[Task to complete] Would it be possible to reproduce every entry exactly, please?

[Data excerpts]
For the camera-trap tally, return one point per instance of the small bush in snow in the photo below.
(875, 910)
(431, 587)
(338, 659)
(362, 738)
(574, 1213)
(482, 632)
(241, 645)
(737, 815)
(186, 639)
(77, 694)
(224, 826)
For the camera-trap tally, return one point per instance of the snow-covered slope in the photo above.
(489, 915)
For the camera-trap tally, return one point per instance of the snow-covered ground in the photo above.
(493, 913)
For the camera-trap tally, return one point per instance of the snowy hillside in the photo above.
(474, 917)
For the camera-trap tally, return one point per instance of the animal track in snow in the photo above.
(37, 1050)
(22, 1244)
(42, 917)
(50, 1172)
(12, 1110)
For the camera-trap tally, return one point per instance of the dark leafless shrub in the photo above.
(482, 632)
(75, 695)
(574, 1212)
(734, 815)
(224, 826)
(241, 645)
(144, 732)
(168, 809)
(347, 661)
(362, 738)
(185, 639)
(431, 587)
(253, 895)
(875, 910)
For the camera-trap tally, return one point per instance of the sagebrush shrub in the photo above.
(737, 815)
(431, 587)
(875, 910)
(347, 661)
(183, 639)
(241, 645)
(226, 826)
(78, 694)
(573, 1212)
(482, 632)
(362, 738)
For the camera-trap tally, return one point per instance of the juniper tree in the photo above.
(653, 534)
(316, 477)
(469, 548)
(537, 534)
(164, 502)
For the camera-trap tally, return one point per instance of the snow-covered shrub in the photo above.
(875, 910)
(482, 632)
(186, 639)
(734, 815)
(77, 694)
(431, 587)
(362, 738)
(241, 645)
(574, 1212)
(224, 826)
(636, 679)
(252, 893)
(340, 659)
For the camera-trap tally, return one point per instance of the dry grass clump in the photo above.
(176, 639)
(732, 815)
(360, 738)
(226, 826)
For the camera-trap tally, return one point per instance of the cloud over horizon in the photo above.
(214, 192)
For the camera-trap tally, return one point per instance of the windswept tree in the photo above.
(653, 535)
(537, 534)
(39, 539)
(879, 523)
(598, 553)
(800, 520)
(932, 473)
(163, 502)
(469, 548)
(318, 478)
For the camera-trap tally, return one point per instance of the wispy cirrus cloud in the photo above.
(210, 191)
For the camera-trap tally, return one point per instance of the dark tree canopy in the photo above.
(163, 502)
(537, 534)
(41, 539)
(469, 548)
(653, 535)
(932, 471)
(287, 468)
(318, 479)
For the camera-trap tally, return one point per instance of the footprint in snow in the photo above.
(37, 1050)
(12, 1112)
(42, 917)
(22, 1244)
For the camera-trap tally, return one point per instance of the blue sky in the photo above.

[Written reply]
For the camera-trap tally, return one point per instance of the small bush in snow in the photo below.
(875, 910)
(431, 587)
(338, 659)
(362, 738)
(574, 1213)
(482, 632)
(241, 645)
(737, 815)
(186, 639)
(77, 694)
(224, 826)
For the camera-trap tally, return one point per instance of the snow-covered slope in the photo above.
(489, 915)
For the camera-trap tally, return one point per instance of the snow-covered ground in the photo above.
(493, 913)
For the camera-trap tally, return one point per instance of the snowy hillside in the photo above.
(474, 917)
For the camera-trap tally, return one point per instance of the animal track in snow in the photo above.
(37, 1050)
(22, 1244)
(42, 917)
(50, 1172)
(12, 1110)
For the camera-trap tally, return one point per instance of the dark leafless shrub in the photo above.
(482, 632)
(75, 695)
(574, 1212)
(734, 815)
(224, 826)
(241, 645)
(144, 732)
(168, 809)
(347, 661)
(362, 738)
(185, 639)
(431, 587)
(253, 895)
(875, 910)
For the camera-trap tally, return one point per instance of the sagebrush shrub in the photo above.
(737, 815)
(431, 587)
(875, 910)
(347, 661)
(183, 639)
(241, 645)
(226, 826)
(78, 694)
(573, 1212)
(482, 632)
(362, 738)
For the camera-trap tally, return one point per instance of the juniper tree in the photo above.
(653, 534)
(316, 477)
(469, 548)
(537, 534)
(164, 502)
For the camera-trap tally, return one point per instance of the snow-covered shrub in the photo above.
(875, 910)
(482, 632)
(186, 639)
(734, 815)
(77, 694)
(431, 587)
(362, 738)
(241, 645)
(574, 1212)
(224, 826)
(636, 679)
(252, 893)
(340, 659)
For the camera-trap tally, return one point per instance of the dry grass clump in the photo above.
(176, 639)
(732, 815)
(360, 738)
(226, 826)
For the camera-trap tally, return one point per instance of the cloud over horizon in the photo above.
(214, 192)
For the camera-trap tally, return one point per instance of the windswept tree in the photo above.
(653, 535)
(537, 534)
(39, 539)
(879, 523)
(598, 553)
(800, 520)
(932, 473)
(163, 502)
(469, 548)
(318, 478)
For the camera-trap tally, return one point per instance of the wispy cirrus cloud in the photo above.
(210, 191)
For the camera-trap tally, return one point per instance of the dark tree canopy in the photo above.
(163, 502)
(537, 534)
(41, 539)
(469, 548)
(653, 535)
(932, 471)
(287, 468)
(318, 479)
For the camera-trap tally, return one point per instance of the footprint in snow in the photo above.
(37, 1050)
(12, 1112)
(42, 917)
(22, 1244)
For the camera-trap tally, return one point per instance of the blue sky in the photo above.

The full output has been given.